▶ **SELECTED EXCERPT**:
The former name of Knockin was Cnukyn. The village comprises mainly historic detached buildings in a rural setting. The Earl of Bradford owned much of Knockin until it was sold off in lots to meet other financial demands. The Earl still owns the cricket pitch and other small pockets of land in the area. The local public house is called the Bradford Arms and displays the Earl's Bridgeman family coat of arms. The pub also has a clock with three faces, hung outside above the main entrance. The motto displayed on the sign is that of the Bridgeman family "Nec temere nec timide" (Neither rashly nor timidly). There is a convenience store called 'The Knockin Shop'.

The village was struck by an F1/T2 tornado on 23 November 1981, as part of the record-breaking nationwide tornado outbreak on that day. The tornado later moved over Oswestry, causing further damage.

In 1990 a large part of the village was designated a historical conservation area by Shropshire Council, and it is home to a number of listed buildings.

▶ **RAW DATA**:
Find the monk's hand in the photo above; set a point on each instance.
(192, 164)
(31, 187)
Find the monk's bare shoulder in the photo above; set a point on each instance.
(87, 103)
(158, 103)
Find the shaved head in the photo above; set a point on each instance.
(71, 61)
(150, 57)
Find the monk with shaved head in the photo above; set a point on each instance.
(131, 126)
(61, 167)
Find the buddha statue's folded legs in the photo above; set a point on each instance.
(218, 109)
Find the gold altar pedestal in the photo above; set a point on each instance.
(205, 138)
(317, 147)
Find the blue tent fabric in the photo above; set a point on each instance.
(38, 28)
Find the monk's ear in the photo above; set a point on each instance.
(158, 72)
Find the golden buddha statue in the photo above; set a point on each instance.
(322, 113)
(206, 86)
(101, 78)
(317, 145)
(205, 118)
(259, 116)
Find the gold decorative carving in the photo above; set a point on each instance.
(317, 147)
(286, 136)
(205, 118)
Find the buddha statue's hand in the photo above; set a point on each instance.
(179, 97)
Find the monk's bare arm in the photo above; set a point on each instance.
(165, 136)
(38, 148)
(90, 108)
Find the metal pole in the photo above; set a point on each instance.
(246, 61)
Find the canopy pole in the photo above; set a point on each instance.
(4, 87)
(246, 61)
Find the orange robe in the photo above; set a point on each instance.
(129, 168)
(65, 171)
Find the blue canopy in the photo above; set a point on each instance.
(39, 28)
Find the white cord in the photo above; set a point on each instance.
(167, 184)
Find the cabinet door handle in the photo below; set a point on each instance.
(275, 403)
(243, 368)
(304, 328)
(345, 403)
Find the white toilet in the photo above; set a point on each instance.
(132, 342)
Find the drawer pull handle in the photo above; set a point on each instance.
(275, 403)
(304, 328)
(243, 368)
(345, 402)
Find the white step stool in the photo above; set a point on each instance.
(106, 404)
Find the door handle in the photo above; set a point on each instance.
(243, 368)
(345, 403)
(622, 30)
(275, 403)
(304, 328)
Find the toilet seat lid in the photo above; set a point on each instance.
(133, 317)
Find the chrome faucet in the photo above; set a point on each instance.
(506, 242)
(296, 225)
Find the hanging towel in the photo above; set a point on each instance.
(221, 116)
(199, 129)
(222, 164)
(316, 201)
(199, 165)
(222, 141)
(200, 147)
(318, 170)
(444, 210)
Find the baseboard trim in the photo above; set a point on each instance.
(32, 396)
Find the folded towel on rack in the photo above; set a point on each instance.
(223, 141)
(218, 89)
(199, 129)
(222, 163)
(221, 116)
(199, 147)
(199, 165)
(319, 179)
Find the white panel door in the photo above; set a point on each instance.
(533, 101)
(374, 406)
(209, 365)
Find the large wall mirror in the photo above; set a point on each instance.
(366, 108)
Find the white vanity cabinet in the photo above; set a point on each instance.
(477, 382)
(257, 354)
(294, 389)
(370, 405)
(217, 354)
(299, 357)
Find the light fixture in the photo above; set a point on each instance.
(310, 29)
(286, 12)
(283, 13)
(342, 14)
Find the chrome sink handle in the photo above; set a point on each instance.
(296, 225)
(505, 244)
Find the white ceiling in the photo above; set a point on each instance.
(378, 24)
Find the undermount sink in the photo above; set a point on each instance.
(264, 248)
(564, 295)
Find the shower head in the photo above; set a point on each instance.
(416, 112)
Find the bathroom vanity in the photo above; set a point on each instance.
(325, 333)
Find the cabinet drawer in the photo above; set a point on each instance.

▶ **DIRECTIONS**:
• A. In the passage about Knockin, what motto appears on the Bradford Arms sign?
• B. Please continue the passage about Knockin from its last sentence.

▶ **LIST OF ANSWERS**:
• A. "Nec temere nec timide" (Neither rashly nor timidly).

• B.
==Knockin Castle==
All that remains of Knockin Castle today is a large tree-covered mound of earth. The castle was of a motte and bailey design and was constructed between 1154 and 1160 under the authority of Guy le Strange. Ownership remained with the family for much of the Middle Ages, but by 1540 it was described as "ruinous". Like most Shropshire castles which are now only marked by grassy sites, its stones live on in a number of buildings in the area.

==Church==
The parish church of St Mary was founded by Ralph Le Strange between 1182 and 1195 as a chapel for the castle. It has a Norman chancel, nave and north aisle but the building was heavily restored in 1846. Its graveyard was consecrated in 1817; before then at least some burials took place at Kinnerley. It contains CWGC-registered war graves of two officers and two soldiers of the British Army of World War I. Inside the church are several war-related memorials: a Roll of Honour for World War I and separate Rolls of Duty for both World Wars on wooden boards, a brass cross on marble plaque in the chancel to Captain Orlando F.C. Bridgeman of the 2nd Dragoon Guards who died while returning from active service in India in 1858, and stained glass window at the west end to Captain Edward William Walker of the Royal Welsh Fusiliers who was killed in action in Palestine in 1917.

==Radio telescope==
One of the radio telescopes that make up the Jodrell Bank MERLIN (Multi-Element Radio Linked Interferometer Network) radio telescope array is in Knockin. The array links several observing stations that together form a powerful telescope.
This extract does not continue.